◆ PAGE TEXT
----

I think it might be fair to suggest that I now have all the information at my fingertips, and writing has not only started, but has now reached in excess of 100 pages. I'm not sure I could call myself an historian; more a forensic scientist! The great difficulty has been to verify everything in an unusual way, which for the most part, involves secondary rather than primary sources; sifting through evidence, anecdotes, known facts, specific instruments, exisiting instruments and a mass of minor details. The research and forensic thread has now been running for over twelve years, but it's now coming together.

A few random points of interest, which may be of considerable interest to such as Dr Colin Pykett.


Having ploughed through a whole virtual encyclopedia of material, I learned something very interesting about the development of the Compton organ style. It was only partially the work of John Compton, who was really the experimental, tonal genius behind it all. Obviously, he knew about organ-building, and so too did Jimmy Taylor, but the REAL mastermind was Albery Henry Midgley, whom I've mentioned before. The discovery of his papers sheds a fascinating light on a fascinating age, when technologists learned their craft the hard way, in the world of work. That is as much a statement of the age as anything, and in the case of A H Midgley, it turns out that he was born in Huddersfield, where his father was a draper and importer of drapery products.A H Midgley showed an early interest in all things electrical and engineering, and went to what was the Bradford Technical school, having won a scholarship to study there. He was an outstanding pupil apparently; winning many awards on the way.

After leaving school, probably around the age of 15 (I would have to check), he started working for an electrical contractor in Bradford, and then moved to London, where he worked in air-conditioning and air-extraction for a well established firm in the Southwark area. From the start, he was inventive and seriously ambitious; so much so, that he was soon establishing his own business and importing tings from Germany. Within perhaps a decade (I haven't the exact dates to hand) he was a founding director of the C A Vanderwell company, serving the needs of the growing automobile industry, and for anyone who knows about vehicles from that age (Cecil Clutton would have known!) the Vanderwell family were the main suppliers of a vast range of automobile equipment. C A Vanderwell became a huge concern in the Acton area; employing thousands of people in due course. It was eventually taken over, to form the nucleus of Lucas Industries, with manufacturing facilities spread across the UK.

An organist and organ enthusiast, as well as a seriously gifted engineer and electrical engineer, it seems that there was some sort of row during the Lucas takeover, and by then Technical Director at C A Vanderville, he resigned the board and went his own way.

----

◆ ENTRIES SUPPLIED
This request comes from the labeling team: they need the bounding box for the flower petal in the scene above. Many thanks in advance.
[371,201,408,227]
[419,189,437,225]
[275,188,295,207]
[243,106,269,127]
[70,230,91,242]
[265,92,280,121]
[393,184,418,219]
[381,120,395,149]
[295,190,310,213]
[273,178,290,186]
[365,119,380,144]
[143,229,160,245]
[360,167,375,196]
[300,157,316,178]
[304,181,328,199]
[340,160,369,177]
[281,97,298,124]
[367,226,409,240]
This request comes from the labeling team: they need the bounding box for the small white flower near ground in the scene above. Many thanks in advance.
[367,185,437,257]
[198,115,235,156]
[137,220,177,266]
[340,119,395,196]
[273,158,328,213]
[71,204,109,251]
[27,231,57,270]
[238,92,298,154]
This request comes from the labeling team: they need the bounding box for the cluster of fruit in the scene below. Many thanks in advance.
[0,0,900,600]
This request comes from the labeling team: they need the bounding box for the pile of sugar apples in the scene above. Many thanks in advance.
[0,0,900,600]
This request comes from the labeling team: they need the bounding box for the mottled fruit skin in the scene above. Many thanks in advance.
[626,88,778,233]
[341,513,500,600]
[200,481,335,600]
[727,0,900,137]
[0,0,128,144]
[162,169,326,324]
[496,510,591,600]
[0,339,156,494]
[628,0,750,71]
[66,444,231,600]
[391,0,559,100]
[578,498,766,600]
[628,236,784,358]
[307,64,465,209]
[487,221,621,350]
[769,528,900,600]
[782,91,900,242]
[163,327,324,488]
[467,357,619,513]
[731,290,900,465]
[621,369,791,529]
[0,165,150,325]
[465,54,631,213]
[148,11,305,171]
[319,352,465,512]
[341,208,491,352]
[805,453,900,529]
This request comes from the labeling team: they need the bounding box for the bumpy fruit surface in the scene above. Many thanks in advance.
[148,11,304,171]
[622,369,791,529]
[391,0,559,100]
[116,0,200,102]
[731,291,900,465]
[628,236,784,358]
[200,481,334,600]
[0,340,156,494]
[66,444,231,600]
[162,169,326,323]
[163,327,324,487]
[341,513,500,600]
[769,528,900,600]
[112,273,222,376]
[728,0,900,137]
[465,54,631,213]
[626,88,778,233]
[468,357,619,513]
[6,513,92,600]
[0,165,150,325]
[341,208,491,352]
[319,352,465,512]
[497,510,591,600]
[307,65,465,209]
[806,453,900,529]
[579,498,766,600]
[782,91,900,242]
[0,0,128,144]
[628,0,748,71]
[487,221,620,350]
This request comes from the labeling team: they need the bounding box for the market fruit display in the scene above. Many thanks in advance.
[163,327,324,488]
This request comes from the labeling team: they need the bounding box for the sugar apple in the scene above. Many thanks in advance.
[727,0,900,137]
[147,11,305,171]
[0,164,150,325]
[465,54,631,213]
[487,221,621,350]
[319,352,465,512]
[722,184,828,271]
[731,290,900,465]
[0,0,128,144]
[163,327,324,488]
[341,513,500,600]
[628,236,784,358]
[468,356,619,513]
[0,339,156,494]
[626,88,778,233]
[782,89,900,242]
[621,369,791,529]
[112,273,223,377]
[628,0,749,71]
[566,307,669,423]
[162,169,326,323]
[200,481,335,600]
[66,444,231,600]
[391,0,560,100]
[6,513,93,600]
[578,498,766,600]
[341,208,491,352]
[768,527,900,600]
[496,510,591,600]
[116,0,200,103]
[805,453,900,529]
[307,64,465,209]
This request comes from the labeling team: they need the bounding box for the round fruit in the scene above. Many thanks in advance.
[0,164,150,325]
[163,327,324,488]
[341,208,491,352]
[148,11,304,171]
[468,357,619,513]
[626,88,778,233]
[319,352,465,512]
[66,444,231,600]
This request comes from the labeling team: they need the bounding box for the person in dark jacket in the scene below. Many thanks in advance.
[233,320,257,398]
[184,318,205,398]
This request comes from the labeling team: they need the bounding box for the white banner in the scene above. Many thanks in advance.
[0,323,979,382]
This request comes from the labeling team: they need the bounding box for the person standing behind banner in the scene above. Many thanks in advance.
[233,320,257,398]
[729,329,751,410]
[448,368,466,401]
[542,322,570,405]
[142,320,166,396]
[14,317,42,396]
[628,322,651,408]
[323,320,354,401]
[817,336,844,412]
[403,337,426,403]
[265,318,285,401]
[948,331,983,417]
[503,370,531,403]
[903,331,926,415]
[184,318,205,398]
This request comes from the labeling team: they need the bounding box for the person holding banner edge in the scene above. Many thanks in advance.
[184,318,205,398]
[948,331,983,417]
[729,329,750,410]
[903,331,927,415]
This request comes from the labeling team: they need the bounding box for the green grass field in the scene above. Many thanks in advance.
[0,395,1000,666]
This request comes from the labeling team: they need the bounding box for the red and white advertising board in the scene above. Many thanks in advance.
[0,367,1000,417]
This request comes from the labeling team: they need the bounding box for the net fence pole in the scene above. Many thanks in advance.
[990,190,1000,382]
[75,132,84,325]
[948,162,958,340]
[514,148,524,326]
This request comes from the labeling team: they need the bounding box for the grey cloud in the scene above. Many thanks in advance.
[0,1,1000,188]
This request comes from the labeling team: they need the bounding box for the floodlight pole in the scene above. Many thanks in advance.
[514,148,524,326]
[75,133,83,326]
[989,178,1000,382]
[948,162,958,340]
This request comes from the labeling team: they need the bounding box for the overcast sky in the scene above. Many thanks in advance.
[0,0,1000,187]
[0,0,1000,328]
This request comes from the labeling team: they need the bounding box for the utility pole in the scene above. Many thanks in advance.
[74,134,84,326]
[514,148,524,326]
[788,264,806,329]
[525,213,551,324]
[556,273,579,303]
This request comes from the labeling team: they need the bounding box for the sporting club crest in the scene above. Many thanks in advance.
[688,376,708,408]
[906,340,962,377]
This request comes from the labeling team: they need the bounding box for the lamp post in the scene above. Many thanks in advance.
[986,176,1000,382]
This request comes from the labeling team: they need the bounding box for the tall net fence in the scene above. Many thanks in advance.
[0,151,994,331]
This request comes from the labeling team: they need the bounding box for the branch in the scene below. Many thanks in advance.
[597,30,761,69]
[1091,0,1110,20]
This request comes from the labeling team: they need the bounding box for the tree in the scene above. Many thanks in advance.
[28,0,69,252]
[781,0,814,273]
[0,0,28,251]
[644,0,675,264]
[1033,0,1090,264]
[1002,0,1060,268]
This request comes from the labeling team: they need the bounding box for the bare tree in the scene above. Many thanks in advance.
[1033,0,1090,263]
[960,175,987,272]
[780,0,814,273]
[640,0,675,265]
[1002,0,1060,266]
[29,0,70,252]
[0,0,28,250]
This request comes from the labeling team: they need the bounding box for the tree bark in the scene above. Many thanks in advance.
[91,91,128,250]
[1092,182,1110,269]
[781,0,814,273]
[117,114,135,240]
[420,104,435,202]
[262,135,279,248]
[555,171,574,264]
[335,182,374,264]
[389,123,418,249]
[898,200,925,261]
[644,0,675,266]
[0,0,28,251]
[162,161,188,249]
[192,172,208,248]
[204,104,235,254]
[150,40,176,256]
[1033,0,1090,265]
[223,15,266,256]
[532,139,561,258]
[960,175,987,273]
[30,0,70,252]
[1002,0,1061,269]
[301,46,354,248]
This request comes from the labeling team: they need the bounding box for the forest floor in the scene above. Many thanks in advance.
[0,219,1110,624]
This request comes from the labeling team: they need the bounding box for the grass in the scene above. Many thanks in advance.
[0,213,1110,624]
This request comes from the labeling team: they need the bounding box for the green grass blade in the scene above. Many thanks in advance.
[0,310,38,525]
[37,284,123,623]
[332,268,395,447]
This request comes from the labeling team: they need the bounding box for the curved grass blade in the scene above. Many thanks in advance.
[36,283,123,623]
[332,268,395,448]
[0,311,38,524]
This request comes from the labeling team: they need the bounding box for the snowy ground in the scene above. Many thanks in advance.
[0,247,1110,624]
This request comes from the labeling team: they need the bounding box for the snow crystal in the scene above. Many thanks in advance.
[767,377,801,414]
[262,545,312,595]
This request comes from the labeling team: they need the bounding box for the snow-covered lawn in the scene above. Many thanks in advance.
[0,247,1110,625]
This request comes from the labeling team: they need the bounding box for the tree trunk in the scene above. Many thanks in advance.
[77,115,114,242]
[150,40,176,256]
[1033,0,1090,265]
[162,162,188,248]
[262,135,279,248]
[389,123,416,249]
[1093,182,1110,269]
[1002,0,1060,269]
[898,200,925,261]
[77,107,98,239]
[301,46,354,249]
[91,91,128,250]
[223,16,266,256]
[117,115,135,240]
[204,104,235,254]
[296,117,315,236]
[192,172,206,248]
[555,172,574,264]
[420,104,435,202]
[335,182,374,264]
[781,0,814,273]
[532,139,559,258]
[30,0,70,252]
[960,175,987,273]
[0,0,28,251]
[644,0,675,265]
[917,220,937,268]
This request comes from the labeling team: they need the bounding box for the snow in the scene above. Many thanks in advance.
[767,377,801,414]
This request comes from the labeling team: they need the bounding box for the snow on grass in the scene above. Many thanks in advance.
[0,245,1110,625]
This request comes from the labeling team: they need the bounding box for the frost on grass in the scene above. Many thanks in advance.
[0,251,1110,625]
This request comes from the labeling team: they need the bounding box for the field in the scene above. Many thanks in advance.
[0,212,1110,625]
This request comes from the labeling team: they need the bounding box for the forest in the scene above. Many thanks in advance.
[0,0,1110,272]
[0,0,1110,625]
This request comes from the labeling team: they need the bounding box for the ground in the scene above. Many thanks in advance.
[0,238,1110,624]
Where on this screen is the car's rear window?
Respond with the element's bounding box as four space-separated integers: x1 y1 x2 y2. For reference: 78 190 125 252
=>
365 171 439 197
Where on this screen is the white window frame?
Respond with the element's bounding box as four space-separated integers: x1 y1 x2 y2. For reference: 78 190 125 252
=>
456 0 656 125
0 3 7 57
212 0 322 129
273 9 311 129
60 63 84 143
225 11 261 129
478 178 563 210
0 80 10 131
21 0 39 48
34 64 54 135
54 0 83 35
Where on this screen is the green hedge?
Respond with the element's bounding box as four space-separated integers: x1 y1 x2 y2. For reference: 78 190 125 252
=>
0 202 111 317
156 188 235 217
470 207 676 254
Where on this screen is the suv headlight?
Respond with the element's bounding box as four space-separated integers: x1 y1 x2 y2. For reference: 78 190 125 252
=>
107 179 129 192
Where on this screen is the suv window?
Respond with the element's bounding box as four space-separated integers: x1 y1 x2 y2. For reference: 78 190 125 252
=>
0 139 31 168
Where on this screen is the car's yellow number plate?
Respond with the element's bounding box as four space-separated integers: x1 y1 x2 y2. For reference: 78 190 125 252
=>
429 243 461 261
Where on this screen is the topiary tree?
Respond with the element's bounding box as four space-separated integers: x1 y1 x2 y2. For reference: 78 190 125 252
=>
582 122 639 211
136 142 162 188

----

◆ WRITTEN PROBLEM
Carry the Compton organ passage forward from its last sentence. The lines above have no connection to the Compton organ passage.

◆ TASK RESPONSE
Clearly a man to seek out, it wasn't long before Midgley joined the Compton board and acted as Technical Director, and at this point, it was he who put his mind to developing the control systems of the extension organ, which included both cinema theatre-organs and their more classical counterparts, even though they shared a great deal between them. Not only that, he brought the expertise of modern industry to bear, and caused outrage among organ-builders, by adopting mass production techniques and introducing more modern materials such as Bakelite.

In his spare time, Midgley was designing bomb fuses, which he later specialised in after resigning from the Compton firm. The new venture was called Midgley-Harmer Ltd., and whilst the jury is still out as to whether he invented the delay fuses for the bouncing bomb, he certainly was responsible for the fuses of other epic pieces of military fireworks, such as the Tallboy bomb.

To add to the intrigue, Midgley went, in a very limited period of time, from humble servant to highly respected inventor, and in material terms, from a terraced house in Huddersfield, to large, detached properties in London. It was in one of these that his first 100 stop house organ was installed; built by the Compton company of course. That first instrument was superceded by a second instrument, and the first one was to become the still extant organ of St Luke's, Chelsea.

Add to all this the tonal genius of Compton, the electronics genius Leslie Bourn, the genius of Jimmy Taylor and the financial genius of the industrialist J Martin-White (one time president of the Organ Club) and what Compton's had was a dream team of incredibly multi-talented and highly capable people. What a hot-house of ideas that must have been.

So, we plough onwards and upwards, still gathering information, but more importantly, making sense of what I have got, in such a way that the information is verified as true and reliable.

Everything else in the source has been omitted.